Collected data

>>>>

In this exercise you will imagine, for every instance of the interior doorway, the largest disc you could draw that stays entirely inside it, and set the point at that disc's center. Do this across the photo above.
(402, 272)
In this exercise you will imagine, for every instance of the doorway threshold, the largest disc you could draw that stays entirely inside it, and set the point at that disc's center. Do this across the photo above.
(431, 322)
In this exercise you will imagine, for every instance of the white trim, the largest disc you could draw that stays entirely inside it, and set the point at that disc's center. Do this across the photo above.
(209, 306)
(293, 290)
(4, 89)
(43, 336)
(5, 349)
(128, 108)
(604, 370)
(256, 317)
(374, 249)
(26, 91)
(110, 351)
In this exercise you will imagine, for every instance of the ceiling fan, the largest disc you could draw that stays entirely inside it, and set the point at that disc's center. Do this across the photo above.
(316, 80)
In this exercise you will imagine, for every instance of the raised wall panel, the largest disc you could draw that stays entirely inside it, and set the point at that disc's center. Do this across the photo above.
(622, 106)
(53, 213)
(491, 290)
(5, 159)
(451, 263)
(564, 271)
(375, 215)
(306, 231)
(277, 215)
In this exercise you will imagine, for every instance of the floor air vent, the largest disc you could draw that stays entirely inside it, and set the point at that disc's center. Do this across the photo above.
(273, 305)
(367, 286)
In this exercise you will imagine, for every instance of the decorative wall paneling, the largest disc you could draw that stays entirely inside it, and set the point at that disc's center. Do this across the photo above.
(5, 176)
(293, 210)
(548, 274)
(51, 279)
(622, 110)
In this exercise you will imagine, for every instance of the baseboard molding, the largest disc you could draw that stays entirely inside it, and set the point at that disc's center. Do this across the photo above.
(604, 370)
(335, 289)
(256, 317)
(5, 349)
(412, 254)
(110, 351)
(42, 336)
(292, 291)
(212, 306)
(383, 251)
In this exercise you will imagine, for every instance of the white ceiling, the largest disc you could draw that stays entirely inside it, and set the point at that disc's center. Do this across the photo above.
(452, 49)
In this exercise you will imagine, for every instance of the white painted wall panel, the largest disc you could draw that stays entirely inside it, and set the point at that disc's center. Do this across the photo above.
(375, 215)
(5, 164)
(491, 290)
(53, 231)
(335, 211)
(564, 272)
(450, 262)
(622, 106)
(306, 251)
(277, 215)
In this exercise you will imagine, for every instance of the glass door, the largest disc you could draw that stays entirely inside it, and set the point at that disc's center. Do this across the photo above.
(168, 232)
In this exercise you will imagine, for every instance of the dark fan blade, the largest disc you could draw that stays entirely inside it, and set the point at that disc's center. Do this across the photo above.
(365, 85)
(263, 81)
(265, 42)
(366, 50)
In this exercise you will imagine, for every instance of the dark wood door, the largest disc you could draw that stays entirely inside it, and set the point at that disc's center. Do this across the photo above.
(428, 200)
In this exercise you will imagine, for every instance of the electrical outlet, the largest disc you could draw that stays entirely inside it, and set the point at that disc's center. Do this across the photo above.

<<<<

Goal of the exercise:
Rewrite all the items above, putting "biggest circle" wherever "largest disc" occurs and leaving everything else unchanged.

Task answer:
In this exercise you will imagine, for every instance of the interior doorway, the biggest circle you could draw that stays entirely inside it, and set the point at that disc's center. Do this across the photo above.
(402, 272)
In this exercise you will imagine, for every instance of the doorway threshold, the biggest circle you could draw that stays entirely inside it, and set the point at that disc's center. Do this across the photo above.
(431, 322)
In this exercise you will imagine, for every instance of the white trim, the biggest circle you could draw that stays entirely inside it, and set the point at that disc's center. Do this across the photo above.
(209, 306)
(293, 290)
(4, 89)
(43, 336)
(5, 349)
(128, 108)
(604, 370)
(256, 317)
(374, 249)
(26, 91)
(110, 351)
In this exercise you will imagine, for every instance of the ceiling fan, the biggest circle you could draw that stays entirely inside it, and set the point at that disc's center. Do this across the photo above.
(316, 80)
In this exercise you will imagine, for every instance of the raised wall panel, the biggest circle you could draw that stays entirely inside it, and set the point at that disc's center. Do this across the photo above.
(622, 106)
(53, 213)
(491, 290)
(5, 159)
(451, 263)
(564, 271)
(375, 215)
(306, 231)
(277, 215)
In this exercise you will imagine, for every instance of the floor air vent, the biggest circle you could draw that stays entirely inside it, and set the point at that disc's center. Do this across the photo above.
(273, 305)
(367, 286)
In this exercise you will imagine, for every instance of the decorative wall paneling, the biggest circle you could draw that stays entirely inside it, and set the point at that disc's center. Do this across the photo above.
(5, 176)
(293, 210)
(548, 274)
(51, 279)
(622, 110)
In this exercise you will imagine, for every instance of the baseboard molding, the biggest circle you could draw that stays entirely inside it, and set the point at that disc's center. Do this across the photo above.
(604, 370)
(335, 289)
(256, 317)
(5, 349)
(412, 254)
(110, 351)
(42, 336)
(292, 291)
(212, 306)
(383, 251)
In this exercise you will imagine, for every instance of the white ceiling, the biggest circle you could draw that stays entirely inside it, and set the point at that disc's center. Do this across the photo above.
(452, 49)
In this exercise you will imagine, for every instance of the white painted wall panel, the biggest circle you could draw that stays entirely inside it, and set the point at that disc's center. Do this across the photo above.
(375, 215)
(5, 164)
(491, 290)
(53, 231)
(335, 211)
(564, 272)
(450, 262)
(622, 106)
(306, 251)
(277, 215)
In this exercise you will imagine, for every instance of the glass door, the biggest circle you could draw that stays entirely inside it, and set the point at that disc's center. Do this across the photo above.
(168, 232)
In this exercise you will imagine, for every instance of the dark fan blade, the biggest circle you could draw that stays entirely inside it, and set the point at that disc's center. Do this across the photo above.
(365, 85)
(263, 81)
(265, 42)
(366, 50)
In this exercise you will imagine, for every instance of the dark wood door, the biggest circle you could draw that stays entirely inside it, and set the point at that disc's center. Do this across the photo above.
(428, 200)
In this exercise you will imagine, for every instance of the electrical outlet, the biggest circle you could draw that stays entirely inside it, and set the point at that disc's center. Do this across the photo above.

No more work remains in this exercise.